## Exercise details
Pick up the code for the voice agent's widget interface from the point where it stops.

## Quoted text
------------------------------------

This section creates an interactive Jupyter widget interface for controlling the voice agent.

In [None]:
class VoiceAgentUI:
    """
    Interactive user interface for the voice agent using Jupyter widgets.
    
    This class provides:
    - Control buttons for starting/stopping conversations
    - Real-time status updates
    - Session statistics display
    - Configuration controls
    """
    
    def __init__(self, voice_agent: VoiceAgent):
        """
        Initialize the UI components.
        
        Args:
            voice_agent: Voice agent instance to control
        """
        self.voice_agent = voice_agent
        self.setup_widgets()
        self.setup_event_handlers()
    
    def setup_widgets(self):
        """
        Create all UI widgets.
        """
        # Control buttons
        self.start_button = widgets.Button(
            description="🎤 Start Conversation",
            button_style="success",
            layout=widgets.Layout(width="200px", height="40px")

------------------------------------

Outline records:
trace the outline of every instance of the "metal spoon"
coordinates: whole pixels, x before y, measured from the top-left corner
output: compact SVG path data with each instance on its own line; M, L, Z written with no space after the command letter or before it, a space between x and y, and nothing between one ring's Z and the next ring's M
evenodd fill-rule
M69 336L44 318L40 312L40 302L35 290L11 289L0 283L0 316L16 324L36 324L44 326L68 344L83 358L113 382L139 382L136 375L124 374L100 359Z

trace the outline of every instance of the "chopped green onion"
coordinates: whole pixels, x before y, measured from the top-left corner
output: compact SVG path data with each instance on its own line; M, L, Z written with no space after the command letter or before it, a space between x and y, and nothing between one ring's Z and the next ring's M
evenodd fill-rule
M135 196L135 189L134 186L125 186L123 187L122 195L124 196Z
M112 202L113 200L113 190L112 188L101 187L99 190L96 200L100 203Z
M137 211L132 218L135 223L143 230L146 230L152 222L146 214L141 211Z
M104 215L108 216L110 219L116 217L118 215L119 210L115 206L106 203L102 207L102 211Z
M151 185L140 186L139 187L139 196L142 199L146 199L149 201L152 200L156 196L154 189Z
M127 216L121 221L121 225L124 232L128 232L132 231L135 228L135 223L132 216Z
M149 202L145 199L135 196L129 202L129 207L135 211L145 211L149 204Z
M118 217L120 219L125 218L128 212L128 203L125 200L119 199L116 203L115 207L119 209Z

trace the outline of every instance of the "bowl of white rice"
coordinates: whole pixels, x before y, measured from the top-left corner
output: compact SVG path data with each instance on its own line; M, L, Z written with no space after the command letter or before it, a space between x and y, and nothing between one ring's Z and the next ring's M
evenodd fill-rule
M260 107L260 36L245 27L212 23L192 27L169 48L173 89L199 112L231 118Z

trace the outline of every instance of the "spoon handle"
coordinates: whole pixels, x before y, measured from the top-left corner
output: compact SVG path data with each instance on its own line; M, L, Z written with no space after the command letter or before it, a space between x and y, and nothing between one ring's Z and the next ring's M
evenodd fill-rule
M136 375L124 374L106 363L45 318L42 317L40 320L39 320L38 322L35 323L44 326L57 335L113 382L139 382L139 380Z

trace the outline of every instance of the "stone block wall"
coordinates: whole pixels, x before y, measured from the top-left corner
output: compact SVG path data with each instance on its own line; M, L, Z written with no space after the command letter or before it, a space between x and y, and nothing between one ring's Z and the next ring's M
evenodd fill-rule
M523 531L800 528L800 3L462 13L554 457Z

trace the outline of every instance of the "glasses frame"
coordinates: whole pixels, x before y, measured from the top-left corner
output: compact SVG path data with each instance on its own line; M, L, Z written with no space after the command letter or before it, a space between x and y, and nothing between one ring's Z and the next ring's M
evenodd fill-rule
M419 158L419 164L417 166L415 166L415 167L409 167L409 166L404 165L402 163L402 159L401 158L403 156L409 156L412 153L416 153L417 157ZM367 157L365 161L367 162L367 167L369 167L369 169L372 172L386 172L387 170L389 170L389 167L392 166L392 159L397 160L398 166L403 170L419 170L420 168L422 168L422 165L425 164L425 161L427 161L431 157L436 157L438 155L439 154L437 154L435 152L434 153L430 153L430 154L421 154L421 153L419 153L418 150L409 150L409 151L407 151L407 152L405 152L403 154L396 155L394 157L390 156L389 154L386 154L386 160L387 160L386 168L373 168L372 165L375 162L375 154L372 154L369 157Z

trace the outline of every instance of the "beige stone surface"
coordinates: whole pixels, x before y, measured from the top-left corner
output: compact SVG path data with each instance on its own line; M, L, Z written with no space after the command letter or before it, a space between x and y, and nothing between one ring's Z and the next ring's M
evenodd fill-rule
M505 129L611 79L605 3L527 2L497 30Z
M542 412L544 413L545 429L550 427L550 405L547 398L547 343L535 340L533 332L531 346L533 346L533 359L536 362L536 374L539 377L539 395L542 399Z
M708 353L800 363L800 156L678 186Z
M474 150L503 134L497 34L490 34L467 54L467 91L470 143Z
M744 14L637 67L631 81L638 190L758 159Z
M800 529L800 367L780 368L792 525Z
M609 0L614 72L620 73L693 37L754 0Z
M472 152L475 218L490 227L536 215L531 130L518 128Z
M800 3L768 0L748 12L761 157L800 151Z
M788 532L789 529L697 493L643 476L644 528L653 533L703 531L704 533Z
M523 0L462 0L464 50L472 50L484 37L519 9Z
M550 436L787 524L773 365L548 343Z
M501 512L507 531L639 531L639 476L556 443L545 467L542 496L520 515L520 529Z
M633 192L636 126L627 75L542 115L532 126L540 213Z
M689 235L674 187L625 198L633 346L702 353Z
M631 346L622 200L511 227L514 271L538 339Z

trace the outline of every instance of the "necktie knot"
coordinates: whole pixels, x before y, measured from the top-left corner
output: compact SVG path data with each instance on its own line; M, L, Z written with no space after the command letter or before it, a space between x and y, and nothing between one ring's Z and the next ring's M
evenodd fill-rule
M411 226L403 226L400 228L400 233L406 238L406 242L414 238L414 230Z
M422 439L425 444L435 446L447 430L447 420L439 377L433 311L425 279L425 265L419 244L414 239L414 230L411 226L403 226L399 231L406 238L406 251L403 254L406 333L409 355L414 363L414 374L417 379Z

------------------------------------

## Response
        )
        
        self.stop_button = widgets.Button(
            description="🛑 Stop Conversation",
            button_style="danger",
            layout=widgets.Layout(width="200px", height="40px"),
            disabled=True
        )
        
        self.single_interaction_button = widgets.Button(
            description="🎯 Single Interaction",
            button_style="info",
            layout=widgets.Layout(width="200px", height="40px")
        )
        
        # Status display
        self.status_output = widgets.Output()
        
        # Configuration controls
        self.max_interactions_slider = widgets.IntSlider(
            value=10,
            min=1,
            max=50,
            description="Max Interactions:",
            style={'description_width': 'initial'}
        )
        
        self.timeout_slider = widgets.FloatSlider(
            value=10.0,
            min=5.0,
            max=30.0,
            step=1.0,
            description="Listen Timeout (s):",
            style={'description_width': 'initial'}
        )
        
        # Statistics display
        self.stats_output = widgets.Output()
        
        # Layout containers
        self.control_box = widgets.HBox([
            self.start_button,
            self.stop_button,
            self.single_interaction_button
        ])
        
        self.config_box = widgets.VBox([
            self.max_interactions_slider,
            self.timeout_slider
        ])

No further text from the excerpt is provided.